How many rows below contain the string "metal"? Case matters, and only the number should be given.

━━━━━ Record set

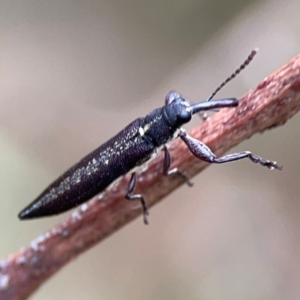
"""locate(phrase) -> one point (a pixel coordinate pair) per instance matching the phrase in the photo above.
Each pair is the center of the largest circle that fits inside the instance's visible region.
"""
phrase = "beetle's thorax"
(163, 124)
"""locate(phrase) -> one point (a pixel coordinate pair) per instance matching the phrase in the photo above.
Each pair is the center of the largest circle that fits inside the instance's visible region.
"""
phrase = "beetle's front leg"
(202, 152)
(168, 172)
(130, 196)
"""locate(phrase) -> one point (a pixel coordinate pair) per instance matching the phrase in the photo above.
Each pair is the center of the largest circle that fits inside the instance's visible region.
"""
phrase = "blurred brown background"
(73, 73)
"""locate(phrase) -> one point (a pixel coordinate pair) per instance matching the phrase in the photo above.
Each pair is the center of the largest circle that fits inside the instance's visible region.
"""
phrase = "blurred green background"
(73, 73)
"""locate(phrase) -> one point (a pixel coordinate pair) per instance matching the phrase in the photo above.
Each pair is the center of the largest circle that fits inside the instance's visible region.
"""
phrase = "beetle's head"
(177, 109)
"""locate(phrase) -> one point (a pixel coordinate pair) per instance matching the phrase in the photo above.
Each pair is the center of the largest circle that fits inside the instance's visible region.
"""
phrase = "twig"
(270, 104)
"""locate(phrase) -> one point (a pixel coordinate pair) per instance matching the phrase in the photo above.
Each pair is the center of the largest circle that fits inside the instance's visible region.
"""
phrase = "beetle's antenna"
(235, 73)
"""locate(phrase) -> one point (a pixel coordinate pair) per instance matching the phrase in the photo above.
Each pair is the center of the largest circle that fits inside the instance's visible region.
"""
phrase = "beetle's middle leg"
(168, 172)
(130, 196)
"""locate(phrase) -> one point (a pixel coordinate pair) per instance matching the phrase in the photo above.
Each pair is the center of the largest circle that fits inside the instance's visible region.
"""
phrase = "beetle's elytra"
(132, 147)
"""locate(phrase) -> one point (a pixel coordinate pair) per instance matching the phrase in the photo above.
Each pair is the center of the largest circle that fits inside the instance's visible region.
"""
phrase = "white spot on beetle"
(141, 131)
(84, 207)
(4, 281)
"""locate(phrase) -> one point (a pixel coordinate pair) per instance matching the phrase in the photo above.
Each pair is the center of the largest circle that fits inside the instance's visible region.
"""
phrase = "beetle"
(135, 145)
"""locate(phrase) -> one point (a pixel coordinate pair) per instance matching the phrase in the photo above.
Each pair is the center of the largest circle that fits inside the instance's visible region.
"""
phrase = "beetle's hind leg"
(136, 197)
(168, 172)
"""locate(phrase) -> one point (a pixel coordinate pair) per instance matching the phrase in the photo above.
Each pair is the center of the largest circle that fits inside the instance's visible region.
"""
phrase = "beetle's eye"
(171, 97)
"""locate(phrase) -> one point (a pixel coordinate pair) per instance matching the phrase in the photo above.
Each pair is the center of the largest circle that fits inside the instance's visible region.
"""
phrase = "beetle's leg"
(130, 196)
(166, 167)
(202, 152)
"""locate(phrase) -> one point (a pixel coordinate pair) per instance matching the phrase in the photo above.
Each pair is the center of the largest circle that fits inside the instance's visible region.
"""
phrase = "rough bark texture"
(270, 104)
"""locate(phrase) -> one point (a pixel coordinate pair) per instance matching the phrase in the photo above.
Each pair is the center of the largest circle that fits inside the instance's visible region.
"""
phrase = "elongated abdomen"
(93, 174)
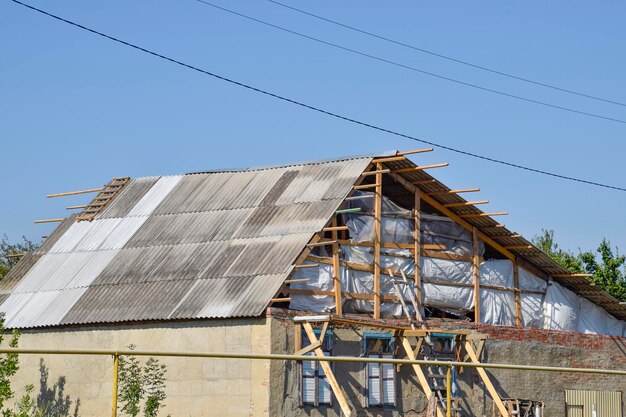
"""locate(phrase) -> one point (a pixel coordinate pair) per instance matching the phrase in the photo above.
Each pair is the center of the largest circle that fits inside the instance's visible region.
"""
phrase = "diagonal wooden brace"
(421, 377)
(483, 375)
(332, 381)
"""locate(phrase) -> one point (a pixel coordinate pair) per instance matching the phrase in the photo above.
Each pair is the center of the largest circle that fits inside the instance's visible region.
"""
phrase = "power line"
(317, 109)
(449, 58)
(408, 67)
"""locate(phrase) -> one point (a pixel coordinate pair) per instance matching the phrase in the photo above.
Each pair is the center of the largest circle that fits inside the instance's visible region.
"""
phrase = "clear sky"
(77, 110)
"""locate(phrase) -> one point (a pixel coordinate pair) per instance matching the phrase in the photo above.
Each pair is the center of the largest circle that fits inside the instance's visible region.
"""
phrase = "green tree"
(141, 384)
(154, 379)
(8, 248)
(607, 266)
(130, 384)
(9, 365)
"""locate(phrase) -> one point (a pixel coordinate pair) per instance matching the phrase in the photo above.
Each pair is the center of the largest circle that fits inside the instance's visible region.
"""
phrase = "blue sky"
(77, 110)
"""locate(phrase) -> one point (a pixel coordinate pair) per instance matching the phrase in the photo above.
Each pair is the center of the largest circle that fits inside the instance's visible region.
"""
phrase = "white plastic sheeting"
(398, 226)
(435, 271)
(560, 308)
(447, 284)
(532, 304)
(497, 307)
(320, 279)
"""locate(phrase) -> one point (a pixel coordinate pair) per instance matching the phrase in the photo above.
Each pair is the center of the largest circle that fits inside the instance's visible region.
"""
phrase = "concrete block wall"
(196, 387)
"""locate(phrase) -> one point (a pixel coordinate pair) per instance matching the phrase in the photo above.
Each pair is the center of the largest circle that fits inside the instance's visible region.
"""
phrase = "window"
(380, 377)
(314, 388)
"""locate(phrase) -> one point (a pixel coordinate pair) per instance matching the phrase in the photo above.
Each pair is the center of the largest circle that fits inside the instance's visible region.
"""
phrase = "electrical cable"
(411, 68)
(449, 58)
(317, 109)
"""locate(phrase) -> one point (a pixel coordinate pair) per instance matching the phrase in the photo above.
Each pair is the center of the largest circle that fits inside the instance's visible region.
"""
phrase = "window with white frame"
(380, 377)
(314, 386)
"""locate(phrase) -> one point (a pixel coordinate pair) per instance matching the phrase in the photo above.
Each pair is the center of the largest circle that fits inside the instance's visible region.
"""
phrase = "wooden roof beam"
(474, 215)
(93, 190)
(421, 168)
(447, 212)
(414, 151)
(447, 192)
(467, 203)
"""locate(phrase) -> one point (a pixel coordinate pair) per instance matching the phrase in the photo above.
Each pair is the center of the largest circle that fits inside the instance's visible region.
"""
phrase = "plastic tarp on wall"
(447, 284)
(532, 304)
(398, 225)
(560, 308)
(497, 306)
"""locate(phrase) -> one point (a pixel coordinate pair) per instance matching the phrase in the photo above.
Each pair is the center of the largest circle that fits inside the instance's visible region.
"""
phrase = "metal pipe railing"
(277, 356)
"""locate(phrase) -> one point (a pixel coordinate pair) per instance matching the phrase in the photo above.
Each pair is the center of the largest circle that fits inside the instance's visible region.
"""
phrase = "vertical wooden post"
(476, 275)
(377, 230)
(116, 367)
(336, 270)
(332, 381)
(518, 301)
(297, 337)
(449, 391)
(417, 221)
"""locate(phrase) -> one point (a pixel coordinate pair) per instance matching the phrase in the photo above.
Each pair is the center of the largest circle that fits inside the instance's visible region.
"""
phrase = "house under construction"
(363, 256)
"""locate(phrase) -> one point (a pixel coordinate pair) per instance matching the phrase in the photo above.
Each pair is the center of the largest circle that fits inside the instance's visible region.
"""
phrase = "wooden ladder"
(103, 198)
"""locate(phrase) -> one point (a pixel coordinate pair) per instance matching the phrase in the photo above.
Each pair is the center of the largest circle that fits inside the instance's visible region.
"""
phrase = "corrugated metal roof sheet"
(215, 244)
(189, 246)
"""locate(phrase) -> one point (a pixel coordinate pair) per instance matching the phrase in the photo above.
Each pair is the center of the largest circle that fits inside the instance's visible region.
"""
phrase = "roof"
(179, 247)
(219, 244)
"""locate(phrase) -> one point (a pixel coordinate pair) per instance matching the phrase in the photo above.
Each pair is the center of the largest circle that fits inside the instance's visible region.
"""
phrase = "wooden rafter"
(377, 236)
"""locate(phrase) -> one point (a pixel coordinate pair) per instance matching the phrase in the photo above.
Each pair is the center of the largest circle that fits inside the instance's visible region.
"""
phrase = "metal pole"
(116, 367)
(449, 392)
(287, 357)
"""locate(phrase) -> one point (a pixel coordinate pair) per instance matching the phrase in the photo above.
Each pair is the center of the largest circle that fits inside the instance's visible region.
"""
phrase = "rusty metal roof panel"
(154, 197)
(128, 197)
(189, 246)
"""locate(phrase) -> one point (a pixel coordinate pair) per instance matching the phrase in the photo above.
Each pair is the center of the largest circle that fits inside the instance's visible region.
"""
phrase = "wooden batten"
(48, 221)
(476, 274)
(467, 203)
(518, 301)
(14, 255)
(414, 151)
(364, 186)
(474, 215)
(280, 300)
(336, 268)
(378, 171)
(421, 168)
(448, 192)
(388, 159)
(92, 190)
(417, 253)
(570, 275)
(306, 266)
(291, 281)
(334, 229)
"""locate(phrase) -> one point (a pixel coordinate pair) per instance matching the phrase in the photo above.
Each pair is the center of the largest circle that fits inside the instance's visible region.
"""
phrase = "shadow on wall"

━━━━━━━━━━

Expected answer
4